# Pet Firstaid



## sailaway (Mar 12, 2009)

Earlier today Saturday, my lab puppy was attacked by a pit bull, he sustained som mild cuts and blead a little. The vet wont be in the office until Monday. I was able to was the blood off a little and work a little Neosporen Diseneffectant into the wounds. They have scabbed over now, is there anything I should do to treat them?

What firstaid saves do you reccomend? I will be taking him to the vet on Monday.

Also I have decided to get my conceal carry lisc. This is the 3rd time he has been attacked by a pit bull in our town since the end of summer. The next time it happens I'll shoot the aqqressive dog.


----------



## UncleJoe (Jan 11, 2009)

Hi Sailaway. This is AuntJoe. As long as you washed the cuts and they are scabbing over you should be fine. Keep some Betadine shampoo/disinfectant around just for these and any other cuts. Keep putting the neosporine on and check for swelling or oozing. As long as he didn't get the pup around the throat area you should be OK. Hugs to puppy.


----------



## TexasPatriot (Jun 24, 2012)

You have more patience than I. The aggressive dog would have been taken out the second time.


----------



## UncleJoe (Jan 11, 2009)

TexasPatriot said:


> You have more patience than I. The aggressive dog would have been taken out the second time.


That was AunJoe's initial response.


----------



## RUN1251 (Mar 15, 2012)

The problem with dog bites is the teeth penetrate thru the skin and then tears the skin away from the underlying muscle tissue. Keep the wounds open and able to drain body fluids until the Vet can get the dog on oral antibiotics. Otherwise deep infection will occur. In Texas, a mean dog gets one second chance. After the second attack, they have to be put down. Be sure to report the incident to the authorities. I'm a retired Veterinarian.


----------



## 101airborne (Jan 29, 2010)

Not much else I could suggest outside what You've already done. Minor wounds cleaned with peroxide or betadine, dried then maybe trim some of the fur from around the wound to help keep the wound from getting anything in them, clean again and treat with an antibiotic cream/ salve. If you have a local farm store you can also get vet strength antibiotics in injectible form as well as oral form. However if the wounds are "minor" I'd talk to the/a vet before using those if it's only a day or so until you can get him/her to the vet. The main thing is keep the wound clean and watch for swelling, discharge, discoloration and such that could be signs of infection. Good luck with puppy and as run1251 said report it to the authorities ASAP.

- **Data extract**:
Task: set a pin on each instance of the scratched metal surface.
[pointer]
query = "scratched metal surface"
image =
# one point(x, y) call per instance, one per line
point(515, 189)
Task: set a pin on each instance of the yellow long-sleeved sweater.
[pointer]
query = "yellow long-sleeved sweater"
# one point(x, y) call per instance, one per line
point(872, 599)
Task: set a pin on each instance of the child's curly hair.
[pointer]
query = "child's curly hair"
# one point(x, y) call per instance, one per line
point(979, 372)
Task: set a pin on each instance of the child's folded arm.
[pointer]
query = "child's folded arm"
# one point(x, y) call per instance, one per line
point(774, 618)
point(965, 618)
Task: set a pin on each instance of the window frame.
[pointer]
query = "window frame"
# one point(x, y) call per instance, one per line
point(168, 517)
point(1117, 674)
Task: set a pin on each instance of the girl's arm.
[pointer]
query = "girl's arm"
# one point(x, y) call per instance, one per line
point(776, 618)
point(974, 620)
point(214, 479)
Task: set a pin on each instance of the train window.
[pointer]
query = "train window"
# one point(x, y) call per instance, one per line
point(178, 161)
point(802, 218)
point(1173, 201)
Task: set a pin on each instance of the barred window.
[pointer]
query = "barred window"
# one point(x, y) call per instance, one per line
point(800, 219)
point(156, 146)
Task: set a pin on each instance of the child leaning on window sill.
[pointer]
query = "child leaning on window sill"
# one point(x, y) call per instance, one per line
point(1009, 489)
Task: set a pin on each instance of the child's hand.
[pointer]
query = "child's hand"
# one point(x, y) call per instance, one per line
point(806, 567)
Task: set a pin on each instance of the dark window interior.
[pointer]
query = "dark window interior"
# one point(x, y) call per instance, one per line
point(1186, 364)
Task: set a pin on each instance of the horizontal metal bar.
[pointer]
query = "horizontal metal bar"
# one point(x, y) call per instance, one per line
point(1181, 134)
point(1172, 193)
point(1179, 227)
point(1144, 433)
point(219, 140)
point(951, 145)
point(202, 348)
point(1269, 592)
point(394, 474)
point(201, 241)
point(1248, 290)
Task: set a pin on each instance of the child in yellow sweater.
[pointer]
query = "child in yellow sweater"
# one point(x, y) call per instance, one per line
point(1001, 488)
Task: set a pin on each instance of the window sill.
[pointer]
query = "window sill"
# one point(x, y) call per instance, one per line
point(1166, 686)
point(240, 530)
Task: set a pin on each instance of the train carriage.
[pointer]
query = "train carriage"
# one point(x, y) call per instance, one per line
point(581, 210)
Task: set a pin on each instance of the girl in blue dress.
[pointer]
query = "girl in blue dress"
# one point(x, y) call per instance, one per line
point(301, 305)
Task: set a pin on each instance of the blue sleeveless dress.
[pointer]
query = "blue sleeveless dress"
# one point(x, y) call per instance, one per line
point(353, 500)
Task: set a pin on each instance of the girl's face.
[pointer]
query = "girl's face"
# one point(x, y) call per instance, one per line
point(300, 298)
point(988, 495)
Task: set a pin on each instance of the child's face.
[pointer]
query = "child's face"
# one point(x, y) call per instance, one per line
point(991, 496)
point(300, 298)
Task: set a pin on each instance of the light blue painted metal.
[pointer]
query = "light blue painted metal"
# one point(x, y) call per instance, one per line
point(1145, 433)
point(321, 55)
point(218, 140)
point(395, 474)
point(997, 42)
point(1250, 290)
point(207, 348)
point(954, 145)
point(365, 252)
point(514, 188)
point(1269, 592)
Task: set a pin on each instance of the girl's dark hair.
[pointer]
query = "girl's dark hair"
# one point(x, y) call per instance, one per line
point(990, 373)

- **What to work on**:
- 1) In the pet first aid thread, what does the retired veterinarian say must happen to a mean dog in Texas after its second attack?
- 2) Reproduce the pet first aid thread from "# Pet Firstaid" up to and including "the aqqressive dog.".

- **Responses to the exercise**:
- 1) It has to be put down.

- 2)
# Pet Firstaid



## sailaway (Mar 12, 2009)

Earlier today Saturday, my lab puppy was attacked by a pit bull, he sustained som mild cuts and blead a little. The vet wont be in the office until Monday. I was able to was the blood off a little and work a little Neosporen Diseneffectant into the wounds. They have scabbed over now, is there anything I should do to treat them?

What firstaid saves do you reccomend? I will be taking him to the vet on Monday.

Also I have decided to get my conceal carry lisc. This is the 3rd time he has been attacked by a pit bull in our town since the end of summer. The next time it happens I'll shoot the aqqressive dog.